Gather each line in the entries that includes the string "white".

[Saved entries]

━━━━━━━━━━

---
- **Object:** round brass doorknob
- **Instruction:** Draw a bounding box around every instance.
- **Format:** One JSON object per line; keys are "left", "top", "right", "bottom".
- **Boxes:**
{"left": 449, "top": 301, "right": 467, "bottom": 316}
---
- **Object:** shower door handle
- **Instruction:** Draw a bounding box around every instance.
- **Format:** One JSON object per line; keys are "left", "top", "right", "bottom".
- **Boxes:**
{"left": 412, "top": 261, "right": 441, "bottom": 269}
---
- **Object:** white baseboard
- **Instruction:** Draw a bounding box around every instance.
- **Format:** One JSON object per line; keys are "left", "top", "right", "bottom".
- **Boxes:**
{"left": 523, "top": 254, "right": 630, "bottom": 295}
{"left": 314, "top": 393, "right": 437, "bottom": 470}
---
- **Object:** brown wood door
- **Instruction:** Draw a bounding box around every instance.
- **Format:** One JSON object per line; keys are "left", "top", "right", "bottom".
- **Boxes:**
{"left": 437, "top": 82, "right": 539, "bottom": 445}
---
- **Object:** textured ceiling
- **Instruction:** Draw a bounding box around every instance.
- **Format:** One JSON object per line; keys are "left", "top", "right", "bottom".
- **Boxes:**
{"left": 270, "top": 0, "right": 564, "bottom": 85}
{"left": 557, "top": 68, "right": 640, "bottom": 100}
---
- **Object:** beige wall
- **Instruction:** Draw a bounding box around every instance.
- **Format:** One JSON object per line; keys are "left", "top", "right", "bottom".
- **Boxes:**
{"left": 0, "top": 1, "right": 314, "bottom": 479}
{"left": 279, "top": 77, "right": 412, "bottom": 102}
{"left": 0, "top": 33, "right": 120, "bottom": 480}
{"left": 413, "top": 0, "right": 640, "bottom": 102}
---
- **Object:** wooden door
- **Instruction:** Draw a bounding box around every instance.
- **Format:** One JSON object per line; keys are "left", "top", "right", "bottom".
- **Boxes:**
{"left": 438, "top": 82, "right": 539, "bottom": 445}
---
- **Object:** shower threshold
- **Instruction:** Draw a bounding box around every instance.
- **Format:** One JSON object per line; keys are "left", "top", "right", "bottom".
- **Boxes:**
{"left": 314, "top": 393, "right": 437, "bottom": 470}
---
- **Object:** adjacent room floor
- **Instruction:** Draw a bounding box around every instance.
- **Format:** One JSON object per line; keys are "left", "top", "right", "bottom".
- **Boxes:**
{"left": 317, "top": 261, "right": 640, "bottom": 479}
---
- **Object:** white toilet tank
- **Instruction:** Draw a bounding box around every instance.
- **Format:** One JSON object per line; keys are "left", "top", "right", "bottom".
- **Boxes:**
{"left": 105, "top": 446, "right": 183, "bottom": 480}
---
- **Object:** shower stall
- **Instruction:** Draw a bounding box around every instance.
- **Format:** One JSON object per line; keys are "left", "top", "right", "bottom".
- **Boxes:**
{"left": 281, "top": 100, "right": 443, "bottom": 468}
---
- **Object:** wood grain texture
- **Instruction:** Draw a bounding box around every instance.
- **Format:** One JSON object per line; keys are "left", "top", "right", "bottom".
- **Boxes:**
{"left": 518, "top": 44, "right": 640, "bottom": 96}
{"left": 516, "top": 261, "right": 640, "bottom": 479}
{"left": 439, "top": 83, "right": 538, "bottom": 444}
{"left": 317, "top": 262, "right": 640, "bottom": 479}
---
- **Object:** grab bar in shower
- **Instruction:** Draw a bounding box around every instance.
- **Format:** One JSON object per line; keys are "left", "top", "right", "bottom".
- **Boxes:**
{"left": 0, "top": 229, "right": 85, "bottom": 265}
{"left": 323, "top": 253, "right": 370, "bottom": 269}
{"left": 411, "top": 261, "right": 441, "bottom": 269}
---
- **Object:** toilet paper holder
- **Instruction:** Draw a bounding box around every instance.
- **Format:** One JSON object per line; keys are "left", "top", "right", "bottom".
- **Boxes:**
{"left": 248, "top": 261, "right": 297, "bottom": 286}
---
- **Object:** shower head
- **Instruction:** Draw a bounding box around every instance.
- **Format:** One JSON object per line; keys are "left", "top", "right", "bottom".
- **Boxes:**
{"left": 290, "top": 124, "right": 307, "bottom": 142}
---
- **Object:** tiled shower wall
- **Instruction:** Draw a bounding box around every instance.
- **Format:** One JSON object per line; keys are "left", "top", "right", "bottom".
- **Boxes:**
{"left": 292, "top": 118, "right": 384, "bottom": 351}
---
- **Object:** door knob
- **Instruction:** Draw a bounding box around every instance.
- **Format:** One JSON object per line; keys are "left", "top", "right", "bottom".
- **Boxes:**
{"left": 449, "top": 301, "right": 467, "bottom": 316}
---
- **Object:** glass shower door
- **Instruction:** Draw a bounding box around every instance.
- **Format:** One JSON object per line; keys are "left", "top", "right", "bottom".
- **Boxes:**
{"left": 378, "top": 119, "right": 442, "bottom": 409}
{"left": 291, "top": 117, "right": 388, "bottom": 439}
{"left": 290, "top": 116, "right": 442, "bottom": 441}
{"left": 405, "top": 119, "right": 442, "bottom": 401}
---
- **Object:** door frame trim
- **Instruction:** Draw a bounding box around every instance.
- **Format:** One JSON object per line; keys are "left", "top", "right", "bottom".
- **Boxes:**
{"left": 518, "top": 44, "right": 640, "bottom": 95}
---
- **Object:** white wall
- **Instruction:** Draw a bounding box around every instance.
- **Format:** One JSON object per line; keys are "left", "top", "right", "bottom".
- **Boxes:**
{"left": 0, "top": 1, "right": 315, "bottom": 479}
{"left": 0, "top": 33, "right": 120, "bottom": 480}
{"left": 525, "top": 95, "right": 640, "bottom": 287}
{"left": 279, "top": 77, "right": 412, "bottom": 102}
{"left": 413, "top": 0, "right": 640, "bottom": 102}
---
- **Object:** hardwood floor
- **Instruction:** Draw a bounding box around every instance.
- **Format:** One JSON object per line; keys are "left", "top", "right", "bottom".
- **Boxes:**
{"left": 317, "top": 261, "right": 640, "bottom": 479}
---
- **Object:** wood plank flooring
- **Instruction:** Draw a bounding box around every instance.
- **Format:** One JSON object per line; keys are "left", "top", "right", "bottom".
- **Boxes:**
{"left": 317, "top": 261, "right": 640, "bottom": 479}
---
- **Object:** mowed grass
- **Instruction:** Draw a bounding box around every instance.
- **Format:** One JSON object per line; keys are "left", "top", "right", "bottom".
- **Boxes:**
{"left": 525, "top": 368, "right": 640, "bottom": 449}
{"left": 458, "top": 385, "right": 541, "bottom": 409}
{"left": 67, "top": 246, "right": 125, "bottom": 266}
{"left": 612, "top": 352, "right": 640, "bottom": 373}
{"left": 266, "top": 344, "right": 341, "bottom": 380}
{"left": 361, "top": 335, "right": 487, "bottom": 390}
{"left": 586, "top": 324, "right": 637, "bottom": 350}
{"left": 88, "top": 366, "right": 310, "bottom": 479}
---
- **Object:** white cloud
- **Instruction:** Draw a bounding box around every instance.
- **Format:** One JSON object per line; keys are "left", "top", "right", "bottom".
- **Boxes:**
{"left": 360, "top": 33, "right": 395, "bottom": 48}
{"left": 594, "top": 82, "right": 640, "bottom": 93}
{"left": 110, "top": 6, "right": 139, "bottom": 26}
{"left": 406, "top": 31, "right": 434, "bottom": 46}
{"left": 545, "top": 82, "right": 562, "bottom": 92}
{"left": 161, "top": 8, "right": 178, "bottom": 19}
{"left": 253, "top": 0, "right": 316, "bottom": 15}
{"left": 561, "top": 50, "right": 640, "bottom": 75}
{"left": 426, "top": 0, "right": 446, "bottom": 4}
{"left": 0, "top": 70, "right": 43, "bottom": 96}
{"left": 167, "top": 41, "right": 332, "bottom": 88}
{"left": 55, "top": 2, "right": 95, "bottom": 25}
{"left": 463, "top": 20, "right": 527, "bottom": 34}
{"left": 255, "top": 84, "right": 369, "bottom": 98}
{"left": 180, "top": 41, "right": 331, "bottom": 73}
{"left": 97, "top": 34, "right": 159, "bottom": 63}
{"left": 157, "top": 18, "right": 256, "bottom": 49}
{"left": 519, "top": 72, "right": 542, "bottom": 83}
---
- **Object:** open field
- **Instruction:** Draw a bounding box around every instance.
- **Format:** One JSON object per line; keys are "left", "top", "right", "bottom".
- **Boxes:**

━━━━━━━━━━

Task output:
- **Object:** white baseboard
- **Object:** white toilet tank
- **Object:** white wall
- **Object:** white cloud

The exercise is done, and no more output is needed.